▸ **Provided entries**:
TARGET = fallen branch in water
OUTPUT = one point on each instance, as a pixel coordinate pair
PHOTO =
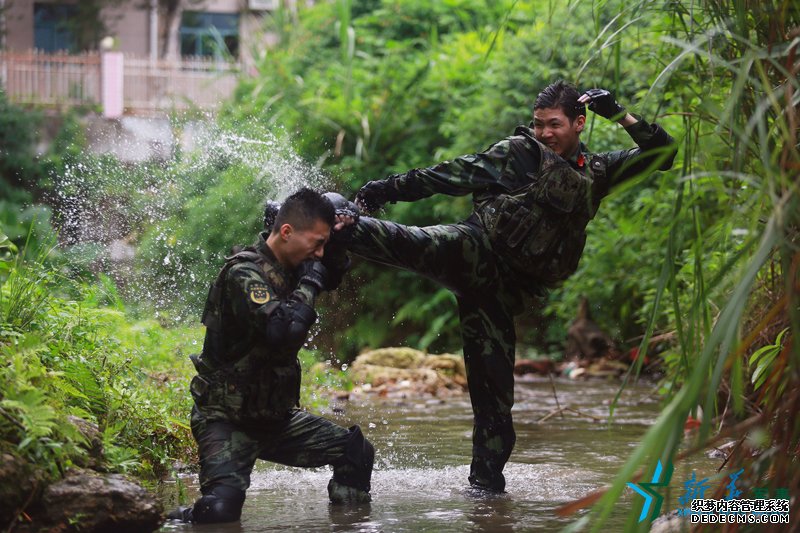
(560, 411)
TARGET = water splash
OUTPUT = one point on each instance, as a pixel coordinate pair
(174, 215)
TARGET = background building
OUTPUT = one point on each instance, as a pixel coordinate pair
(163, 54)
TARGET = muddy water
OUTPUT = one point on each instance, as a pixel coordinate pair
(423, 449)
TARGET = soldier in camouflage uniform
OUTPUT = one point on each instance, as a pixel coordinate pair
(533, 193)
(257, 316)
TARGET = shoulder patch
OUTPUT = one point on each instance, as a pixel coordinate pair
(259, 293)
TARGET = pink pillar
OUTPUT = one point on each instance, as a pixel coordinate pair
(111, 75)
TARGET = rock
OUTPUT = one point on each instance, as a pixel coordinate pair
(404, 372)
(448, 364)
(534, 366)
(20, 483)
(100, 503)
(391, 357)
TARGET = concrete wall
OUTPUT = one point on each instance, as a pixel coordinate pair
(129, 23)
(19, 24)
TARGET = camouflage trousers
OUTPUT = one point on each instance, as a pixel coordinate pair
(228, 451)
(460, 257)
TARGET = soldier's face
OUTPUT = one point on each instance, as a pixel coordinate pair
(304, 244)
(552, 127)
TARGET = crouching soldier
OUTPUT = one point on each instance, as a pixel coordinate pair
(247, 388)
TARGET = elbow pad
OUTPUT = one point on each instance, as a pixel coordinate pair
(290, 323)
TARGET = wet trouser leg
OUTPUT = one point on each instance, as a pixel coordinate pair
(487, 331)
(460, 257)
(228, 452)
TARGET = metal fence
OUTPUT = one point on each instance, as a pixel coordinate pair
(148, 86)
(51, 79)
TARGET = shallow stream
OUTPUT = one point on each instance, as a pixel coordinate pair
(423, 449)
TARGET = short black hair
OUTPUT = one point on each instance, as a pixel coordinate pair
(302, 209)
(561, 95)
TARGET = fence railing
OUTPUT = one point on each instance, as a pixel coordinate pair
(147, 86)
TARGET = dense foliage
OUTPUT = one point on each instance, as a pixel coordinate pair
(703, 258)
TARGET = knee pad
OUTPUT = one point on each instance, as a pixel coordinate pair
(221, 504)
(359, 457)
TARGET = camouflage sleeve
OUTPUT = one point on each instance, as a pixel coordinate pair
(463, 175)
(655, 150)
(255, 301)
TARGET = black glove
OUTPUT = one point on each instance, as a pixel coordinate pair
(373, 195)
(313, 273)
(603, 103)
(344, 207)
(271, 208)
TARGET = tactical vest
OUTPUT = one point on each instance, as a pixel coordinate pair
(539, 229)
(240, 379)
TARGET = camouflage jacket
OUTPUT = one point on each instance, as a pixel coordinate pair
(248, 371)
(533, 204)
(486, 173)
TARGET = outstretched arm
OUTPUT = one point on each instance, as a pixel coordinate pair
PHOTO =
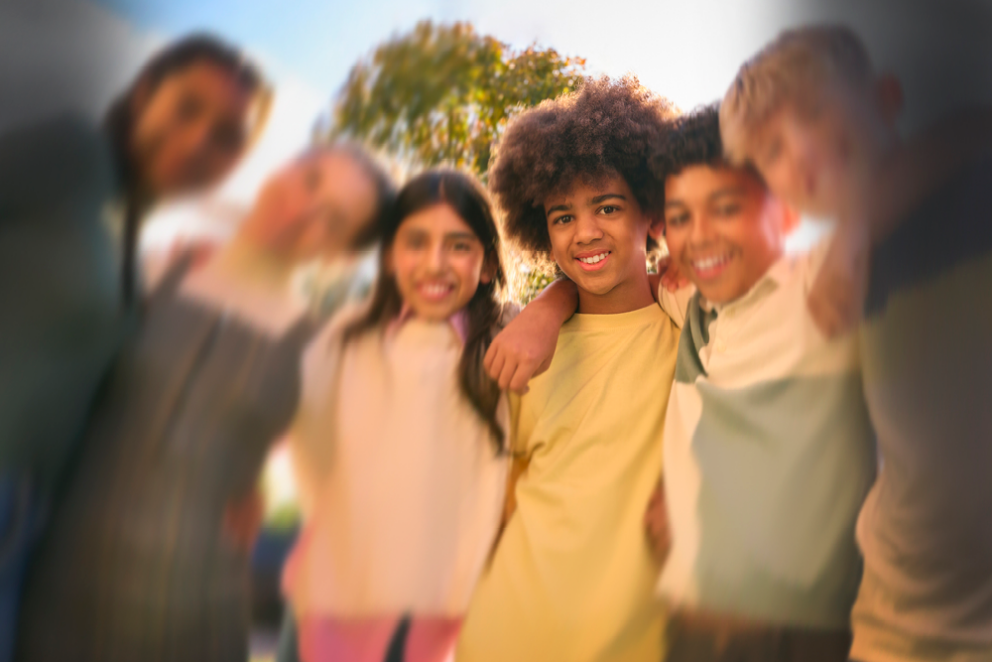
(526, 346)
(915, 171)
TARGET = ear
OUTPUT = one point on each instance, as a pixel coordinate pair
(657, 228)
(488, 271)
(790, 218)
(387, 262)
(888, 91)
(141, 94)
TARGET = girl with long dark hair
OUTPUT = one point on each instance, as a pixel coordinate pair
(72, 196)
(400, 439)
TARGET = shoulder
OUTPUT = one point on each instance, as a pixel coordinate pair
(675, 303)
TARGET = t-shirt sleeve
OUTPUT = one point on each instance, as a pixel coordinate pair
(675, 303)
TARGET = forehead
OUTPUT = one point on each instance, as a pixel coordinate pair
(437, 220)
(697, 183)
(581, 191)
(212, 82)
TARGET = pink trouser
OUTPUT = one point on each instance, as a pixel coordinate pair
(368, 639)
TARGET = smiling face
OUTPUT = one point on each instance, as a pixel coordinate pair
(598, 238)
(191, 129)
(724, 229)
(317, 206)
(438, 262)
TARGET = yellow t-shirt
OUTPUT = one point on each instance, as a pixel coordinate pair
(572, 578)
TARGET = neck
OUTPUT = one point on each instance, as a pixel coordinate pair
(254, 266)
(631, 294)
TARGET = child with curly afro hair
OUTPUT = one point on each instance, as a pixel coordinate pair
(572, 575)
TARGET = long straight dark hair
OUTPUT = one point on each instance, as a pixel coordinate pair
(485, 309)
(119, 124)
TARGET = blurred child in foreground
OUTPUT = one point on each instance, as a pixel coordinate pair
(912, 261)
(138, 563)
(72, 196)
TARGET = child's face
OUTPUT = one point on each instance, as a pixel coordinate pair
(438, 262)
(815, 154)
(723, 228)
(191, 130)
(316, 207)
(598, 235)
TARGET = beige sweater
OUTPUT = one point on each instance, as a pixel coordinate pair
(401, 486)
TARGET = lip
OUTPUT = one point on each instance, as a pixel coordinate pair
(593, 267)
(435, 292)
(714, 271)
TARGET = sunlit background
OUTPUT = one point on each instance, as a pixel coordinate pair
(688, 51)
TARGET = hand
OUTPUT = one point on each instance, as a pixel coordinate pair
(836, 300)
(525, 348)
(656, 524)
(199, 250)
(243, 520)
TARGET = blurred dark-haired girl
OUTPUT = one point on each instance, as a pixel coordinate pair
(140, 562)
(400, 440)
(72, 196)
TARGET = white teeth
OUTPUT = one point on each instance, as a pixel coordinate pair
(710, 262)
(594, 259)
(435, 290)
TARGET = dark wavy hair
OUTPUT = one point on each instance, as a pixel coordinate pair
(119, 123)
(485, 309)
(607, 128)
(694, 139)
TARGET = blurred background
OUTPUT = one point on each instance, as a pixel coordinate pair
(425, 82)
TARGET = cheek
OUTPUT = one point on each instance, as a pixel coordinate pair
(675, 239)
(468, 268)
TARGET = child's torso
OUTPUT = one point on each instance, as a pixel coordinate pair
(572, 577)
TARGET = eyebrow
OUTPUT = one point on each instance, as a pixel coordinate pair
(460, 235)
(598, 199)
(730, 190)
(608, 196)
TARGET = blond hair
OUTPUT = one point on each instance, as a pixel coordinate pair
(787, 69)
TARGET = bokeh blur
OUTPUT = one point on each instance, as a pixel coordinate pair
(432, 82)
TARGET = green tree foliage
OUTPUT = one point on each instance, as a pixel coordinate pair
(443, 94)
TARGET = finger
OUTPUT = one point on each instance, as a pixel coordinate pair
(518, 383)
(496, 366)
(506, 374)
(542, 367)
(491, 354)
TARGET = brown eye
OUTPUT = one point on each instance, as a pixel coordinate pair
(228, 136)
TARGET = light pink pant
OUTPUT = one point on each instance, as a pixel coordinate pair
(367, 639)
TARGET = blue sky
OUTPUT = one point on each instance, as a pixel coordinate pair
(687, 50)
(694, 47)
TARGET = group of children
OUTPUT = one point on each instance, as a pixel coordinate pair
(689, 473)
(784, 459)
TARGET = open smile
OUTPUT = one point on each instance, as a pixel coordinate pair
(711, 266)
(434, 291)
(593, 261)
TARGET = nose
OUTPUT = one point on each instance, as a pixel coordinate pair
(436, 258)
(587, 229)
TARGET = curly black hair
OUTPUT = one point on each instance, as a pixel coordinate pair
(693, 139)
(607, 128)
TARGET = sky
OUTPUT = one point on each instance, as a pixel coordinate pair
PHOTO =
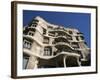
(80, 21)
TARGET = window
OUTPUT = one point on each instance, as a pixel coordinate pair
(25, 61)
(77, 38)
(44, 31)
(70, 32)
(46, 40)
(47, 51)
(82, 38)
(27, 44)
(75, 45)
(34, 25)
(31, 33)
(69, 37)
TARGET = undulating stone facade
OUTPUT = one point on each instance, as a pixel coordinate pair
(46, 45)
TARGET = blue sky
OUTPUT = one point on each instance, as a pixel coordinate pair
(80, 21)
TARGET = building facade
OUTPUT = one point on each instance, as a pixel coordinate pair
(46, 45)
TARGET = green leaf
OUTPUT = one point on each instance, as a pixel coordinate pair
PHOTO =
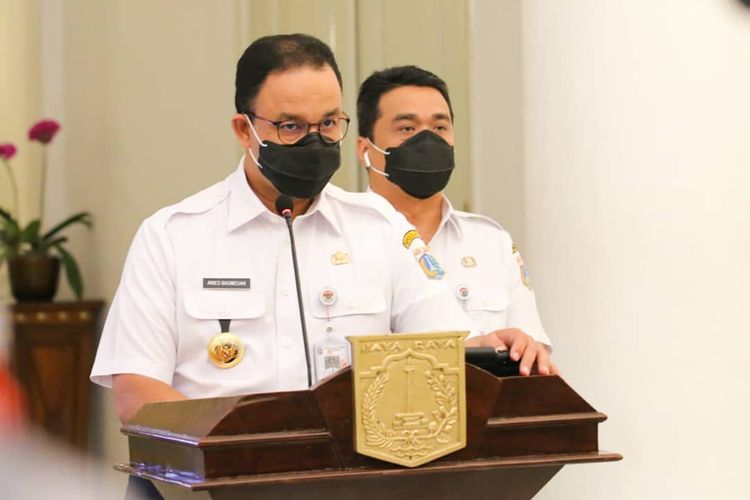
(56, 243)
(6, 215)
(71, 271)
(30, 233)
(79, 218)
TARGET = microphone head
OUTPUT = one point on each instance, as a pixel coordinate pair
(284, 205)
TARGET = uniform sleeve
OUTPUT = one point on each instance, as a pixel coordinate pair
(522, 311)
(420, 303)
(139, 335)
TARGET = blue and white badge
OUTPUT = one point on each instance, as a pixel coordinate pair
(331, 355)
(328, 296)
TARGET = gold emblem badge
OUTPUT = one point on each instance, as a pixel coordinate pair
(409, 396)
(340, 258)
(225, 350)
(409, 238)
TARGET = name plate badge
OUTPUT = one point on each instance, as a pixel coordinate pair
(409, 396)
(226, 283)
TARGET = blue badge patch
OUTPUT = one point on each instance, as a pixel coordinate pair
(430, 266)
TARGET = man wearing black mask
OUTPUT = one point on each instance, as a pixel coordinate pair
(406, 143)
(207, 306)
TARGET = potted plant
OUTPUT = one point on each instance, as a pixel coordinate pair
(33, 255)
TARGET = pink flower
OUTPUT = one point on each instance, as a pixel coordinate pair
(7, 151)
(44, 131)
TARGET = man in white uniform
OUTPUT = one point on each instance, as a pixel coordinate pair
(207, 303)
(406, 143)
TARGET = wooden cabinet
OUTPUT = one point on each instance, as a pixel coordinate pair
(52, 354)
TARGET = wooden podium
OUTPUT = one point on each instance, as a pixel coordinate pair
(520, 430)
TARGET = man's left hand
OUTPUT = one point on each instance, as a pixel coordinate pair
(533, 355)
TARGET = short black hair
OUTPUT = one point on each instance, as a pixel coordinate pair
(380, 82)
(277, 53)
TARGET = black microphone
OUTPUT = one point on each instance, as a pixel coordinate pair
(284, 207)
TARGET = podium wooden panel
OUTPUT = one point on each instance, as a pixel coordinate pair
(520, 432)
(51, 356)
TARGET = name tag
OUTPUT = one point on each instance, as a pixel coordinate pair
(227, 283)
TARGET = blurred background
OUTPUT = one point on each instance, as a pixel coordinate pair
(610, 137)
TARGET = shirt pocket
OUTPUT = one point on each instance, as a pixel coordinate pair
(246, 310)
(485, 297)
(487, 307)
(359, 309)
(224, 304)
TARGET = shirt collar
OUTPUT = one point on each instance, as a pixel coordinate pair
(244, 204)
(449, 217)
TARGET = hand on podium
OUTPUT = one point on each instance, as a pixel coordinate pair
(533, 355)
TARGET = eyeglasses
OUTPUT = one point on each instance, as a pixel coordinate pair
(331, 130)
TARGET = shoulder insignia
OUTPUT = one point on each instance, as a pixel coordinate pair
(522, 267)
(409, 238)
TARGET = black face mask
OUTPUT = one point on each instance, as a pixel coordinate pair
(302, 169)
(421, 165)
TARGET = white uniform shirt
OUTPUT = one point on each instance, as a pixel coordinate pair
(484, 273)
(162, 318)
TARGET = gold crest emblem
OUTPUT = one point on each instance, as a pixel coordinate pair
(225, 350)
(409, 396)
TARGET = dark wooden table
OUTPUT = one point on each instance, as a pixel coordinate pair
(51, 356)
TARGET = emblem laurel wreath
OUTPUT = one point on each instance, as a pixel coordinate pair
(411, 443)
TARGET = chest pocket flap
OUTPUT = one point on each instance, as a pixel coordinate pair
(350, 300)
(487, 298)
(224, 304)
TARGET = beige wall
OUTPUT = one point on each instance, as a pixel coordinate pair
(637, 181)
(496, 90)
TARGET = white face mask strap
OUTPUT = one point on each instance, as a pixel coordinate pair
(250, 123)
(376, 148)
(250, 150)
(368, 163)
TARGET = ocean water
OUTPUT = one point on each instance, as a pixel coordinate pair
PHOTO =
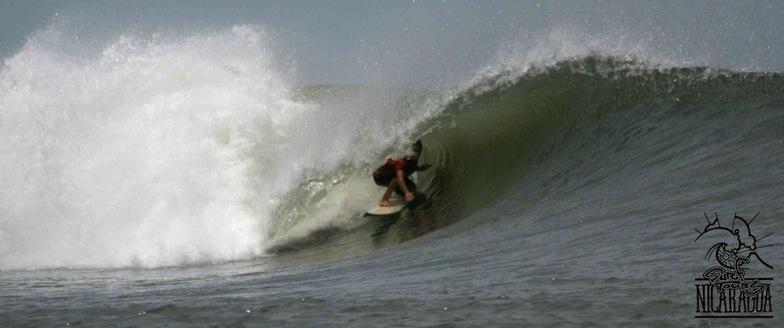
(188, 182)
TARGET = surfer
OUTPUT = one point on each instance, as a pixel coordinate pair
(394, 175)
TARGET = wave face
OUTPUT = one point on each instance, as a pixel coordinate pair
(165, 152)
(601, 117)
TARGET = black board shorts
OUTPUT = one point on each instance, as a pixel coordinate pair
(384, 178)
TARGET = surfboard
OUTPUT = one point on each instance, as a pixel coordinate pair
(385, 210)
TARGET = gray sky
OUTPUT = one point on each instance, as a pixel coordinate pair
(343, 41)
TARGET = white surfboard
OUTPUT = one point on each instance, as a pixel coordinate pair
(385, 210)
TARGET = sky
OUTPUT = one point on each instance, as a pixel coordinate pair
(343, 41)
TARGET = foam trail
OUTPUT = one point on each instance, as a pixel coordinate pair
(150, 153)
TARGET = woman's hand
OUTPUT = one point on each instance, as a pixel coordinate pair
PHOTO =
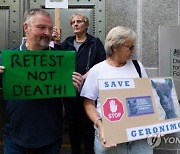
(101, 135)
(77, 80)
(2, 69)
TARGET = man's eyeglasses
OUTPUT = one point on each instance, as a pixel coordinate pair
(77, 21)
(130, 47)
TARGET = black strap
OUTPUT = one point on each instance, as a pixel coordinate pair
(138, 69)
(89, 55)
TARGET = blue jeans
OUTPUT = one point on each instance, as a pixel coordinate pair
(12, 148)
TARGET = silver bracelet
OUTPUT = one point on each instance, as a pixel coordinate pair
(95, 123)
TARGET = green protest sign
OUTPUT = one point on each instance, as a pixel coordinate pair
(37, 74)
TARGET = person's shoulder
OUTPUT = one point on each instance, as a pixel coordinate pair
(99, 65)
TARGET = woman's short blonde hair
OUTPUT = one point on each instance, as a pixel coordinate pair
(116, 38)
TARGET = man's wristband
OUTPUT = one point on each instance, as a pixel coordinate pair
(95, 123)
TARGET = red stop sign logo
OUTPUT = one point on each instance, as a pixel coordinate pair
(113, 109)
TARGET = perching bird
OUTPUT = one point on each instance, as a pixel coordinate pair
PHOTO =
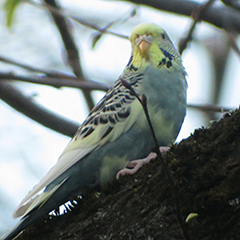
(116, 130)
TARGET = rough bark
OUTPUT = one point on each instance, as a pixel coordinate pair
(206, 170)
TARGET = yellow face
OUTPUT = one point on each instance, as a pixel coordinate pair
(151, 45)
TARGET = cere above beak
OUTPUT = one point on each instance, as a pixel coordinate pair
(144, 42)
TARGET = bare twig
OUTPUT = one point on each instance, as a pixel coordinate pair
(56, 82)
(196, 15)
(214, 15)
(13, 97)
(210, 108)
(64, 13)
(64, 28)
(143, 102)
(232, 37)
(232, 3)
(51, 73)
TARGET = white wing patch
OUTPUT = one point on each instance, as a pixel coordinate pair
(111, 117)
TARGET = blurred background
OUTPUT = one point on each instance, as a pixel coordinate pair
(27, 148)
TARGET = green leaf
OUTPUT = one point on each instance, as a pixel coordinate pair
(10, 8)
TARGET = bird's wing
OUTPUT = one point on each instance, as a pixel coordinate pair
(110, 118)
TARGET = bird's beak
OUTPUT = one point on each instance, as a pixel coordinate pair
(144, 42)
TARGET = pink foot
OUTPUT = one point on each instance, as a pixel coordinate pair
(133, 166)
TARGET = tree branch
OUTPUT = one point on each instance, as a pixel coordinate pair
(13, 97)
(221, 17)
(73, 56)
(56, 82)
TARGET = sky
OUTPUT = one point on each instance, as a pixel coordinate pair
(27, 149)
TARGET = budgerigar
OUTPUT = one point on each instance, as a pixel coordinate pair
(116, 130)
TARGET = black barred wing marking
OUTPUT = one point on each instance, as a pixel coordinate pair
(114, 107)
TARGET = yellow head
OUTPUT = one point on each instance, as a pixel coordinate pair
(151, 45)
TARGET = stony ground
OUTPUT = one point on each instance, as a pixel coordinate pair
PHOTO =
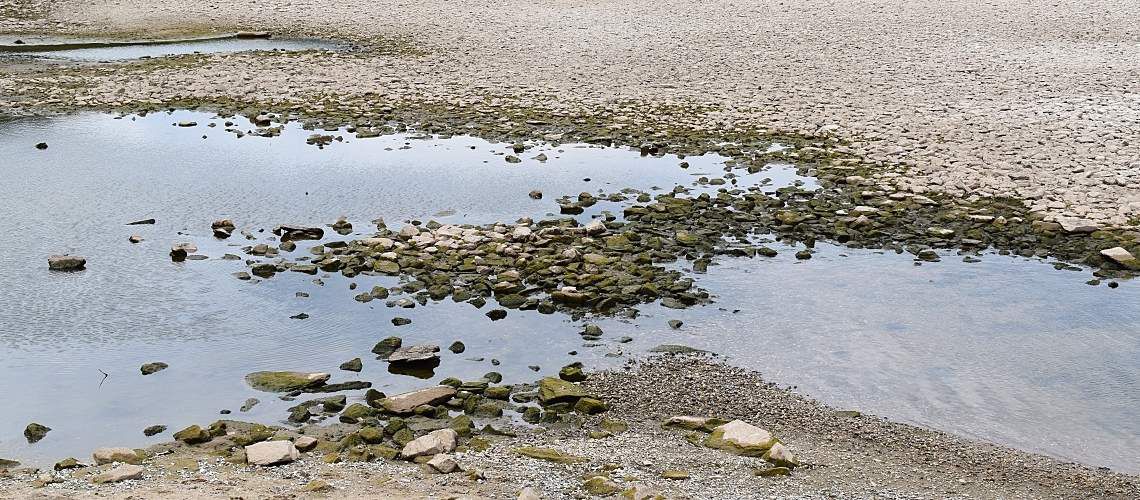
(844, 455)
(1024, 98)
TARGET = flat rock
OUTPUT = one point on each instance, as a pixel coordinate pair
(436, 442)
(407, 402)
(414, 354)
(271, 452)
(66, 262)
(285, 380)
(122, 473)
(112, 455)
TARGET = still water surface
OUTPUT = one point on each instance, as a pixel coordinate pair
(1007, 350)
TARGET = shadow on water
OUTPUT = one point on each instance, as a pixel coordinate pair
(1007, 350)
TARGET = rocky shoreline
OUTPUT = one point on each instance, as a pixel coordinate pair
(652, 442)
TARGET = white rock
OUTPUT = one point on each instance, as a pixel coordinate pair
(407, 402)
(271, 452)
(121, 473)
(436, 442)
(112, 455)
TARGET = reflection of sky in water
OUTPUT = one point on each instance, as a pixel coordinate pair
(1007, 350)
(177, 49)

▸ **Exercise aim**:
Exactly as written, restate the lines from the one that contains "TARGET = pink foot" through the final line of the data, both ends included, but leave out the pictures.

▸ **Task response**:
TARGET = pink foot
OUTPUT = one point on each instance, as a pixel coordinate pair
(133, 166)
TARGET = tree branch
OUTPUT = one point on each instance, as a pixel coordinate pair
(13, 97)
(221, 17)
(73, 56)
(56, 82)
TARGET = sky
OUTPUT = one point on each instance, as a pixel coordinate pair
(27, 149)
TARGET = budgerigar
OUTPUT = one point on each instance, as a pixel coordinate pair
(116, 130)
TARGET = black barred wing marking
OUTPUT = one point on each instance, as a pixel coordinate pair
(114, 107)
TARGET = yellow head
OUTPUT = one point on each instance, as a pixel coordinate pair
(151, 45)
TARGET = stony ground
OUTPUT = one point on each instance, as a pixel coordinate pair
PHOTO =
(844, 455)
(1024, 98)
TARGET = flat rock
OUTPUT = one point on each instance, as a pixel coordinate pair
(436, 442)
(407, 402)
(414, 354)
(271, 452)
(66, 262)
(285, 380)
(122, 473)
(112, 455)
TARGET = still water surface
OUTPUT = one point on each instance, as a pixel coordinate pair
(1007, 350)
TARGET = shadow on water
OUTPUT = one point on each instance, as a pixel coordinate pair
(1007, 350)
TARGET = rocky shoreline
OUTPUT = one point on each instance, as a pixel coordinate pair
(652, 442)
TARGET = white rock
OUTPUT = one point on each instance, as a pixel coordinate pair
(407, 402)
(271, 452)
(121, 473)
(436, 442)
(112, 455)
TARGET = reflection of sky in water
OUTPUT = one point on each instance, as a pixel coordinate pair
(1007, 350)
(177, 49)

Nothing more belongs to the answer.